■ **What the task asks**:
Copy out the whole passage on common mistakes in strategy meetings word for word.

■ **Text section**:
Used poorly, strategy meetings irritate people. They waste time and energy, or worse- strengthen entrenched points of view creating frustration and resignation.
In my work with companies from large Fortune 500 firms to small startups, I’ve attended hundreds of strategy meetings. I’ve seen leaders make three common mistakes over and over again:
1. Drafting an overly ambitious agenda. Executive teams are often too optimistic about what they can accomplish in a short period of time. For example, one client allotted one hour at a 10-person meeting to gaining “a deeper understanding of the challenges we’re facing in Europe and laying out a high-level plan of attack on how to address them.” I looked at him and said, “You realize there’s no way that’s going to happen, right?” He ruefully agreed.
I know why he was doing it. He had four big topics on his mind and he wanted to get resolution on all of them in a six-hour meeting. When he reflected on it rationally, he knew that was impossible. He was just frustrated.
My suggestion is to prioritize your issues and pick one or two to address. Leave the others for a later date. If you do a great job moving through a limited set of issues, people will be less reluctant to have another six-hour meeting in the near future. In fact, they’ll likely welcome it — because they’ll expect to get something accomplished then too.
However, if you do a mediocre job running through too many issues, you’ll have screwed yourself on two levels: 1) you won’t have good resolution or buy-in on what you’ve discussed that day, and 2) people won’t be motivated and focused for the next meeting.
2. Not doing enough meeting preparation. Most of the hard work of a good strategy meeting happens before the meeting- doing research, gathering perspectives, teeing up scenarios, identifying important questions. Sometimes you have the time and resources to do a proper strategic work-up. Sometimes you have to rely more heavily on intuition. Either way, you should arrive at a clear point of view and document it before the meeting. The meeting can be used to critique, debate, or expand a strategic point of view. But a strategic meeting should never be used to create a strategic point of view. It’s simply too hard to do this in real time with a lot of people.

■ **Record list**:
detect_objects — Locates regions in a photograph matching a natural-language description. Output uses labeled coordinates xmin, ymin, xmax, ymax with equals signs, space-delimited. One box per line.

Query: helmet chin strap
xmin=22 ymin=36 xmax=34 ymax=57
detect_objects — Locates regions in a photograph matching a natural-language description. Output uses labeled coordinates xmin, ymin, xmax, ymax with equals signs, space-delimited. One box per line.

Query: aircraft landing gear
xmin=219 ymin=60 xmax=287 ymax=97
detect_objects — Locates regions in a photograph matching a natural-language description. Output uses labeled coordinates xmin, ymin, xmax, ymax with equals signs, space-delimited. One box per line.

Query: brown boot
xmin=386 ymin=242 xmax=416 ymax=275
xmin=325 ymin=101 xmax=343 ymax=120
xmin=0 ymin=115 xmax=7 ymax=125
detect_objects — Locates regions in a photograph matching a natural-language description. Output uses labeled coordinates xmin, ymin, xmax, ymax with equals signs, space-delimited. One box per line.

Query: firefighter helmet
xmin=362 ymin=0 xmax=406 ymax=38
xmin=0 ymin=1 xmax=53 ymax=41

■ **Task answer**:
Used poorly, strategy meetings irritate people. They waste time and energy, or worse- strengthen entrenched points of view creating frustration and resignation.
In my work with companies from large Fortune 500 firms to small startups, I’ve attended hundreds of strategy meetings. I’ve seen leaders make three common mistakes over and over again:
1. Drafting an overly ambitious agenda. Executive teams are often too optimistic about what they can accomplish in a short period of time. For example, one client allotted one hour at a 10-person meeting to gaining “a deeper understanding of the challenges we’re facing in Europe and laying out a high-level plan of attack on how to address them.” I looked at him and said, “You realize there’s no way that’s going to happen, right?” He ruefully agreed.
I know why he was doing it. He had four big topics on his mind and he wanted to get resolution on all of them in a six-hour meeting. When he reflected on it rationally, he knew that was impossible. He was just frustrated.
My suggestion is to prioritize your issues and pick one or two to address. Leave the others for a later date. If you do a great job moving through a limited set of issues, people will be less reluctant to have another six-hour meeting in the near future. In fact, they’ll likely welcome it — because they’ll expect to get something accomplished then too.
However, if you do a mediocre job running through too many issues, you’ll have screwed yourself on two levels: 1) you won’t have good resolution or buy-in on what you’ve discussed that day, and 2) people won’t be motivated and focused for the next meeting.
2. Not doing enough meeting preparation. Most of the hard work of a good strategy meeting happens before the meeting- doing research, gathering perspectives, teeing up scenarios, identifying important questions. Sometimes you have the time and resources to do a proper strategic work-up. Sometimes you have to rely more heavily on intuition. Either way, you should arrive at a clear point of view and document it before the meeting. The meeting can be used to critique, debate, or expand a strategic point of view. But a strategic meeting should never be used to create a strategic point of view. It’s simply too hard to do this in real time with a lot of people.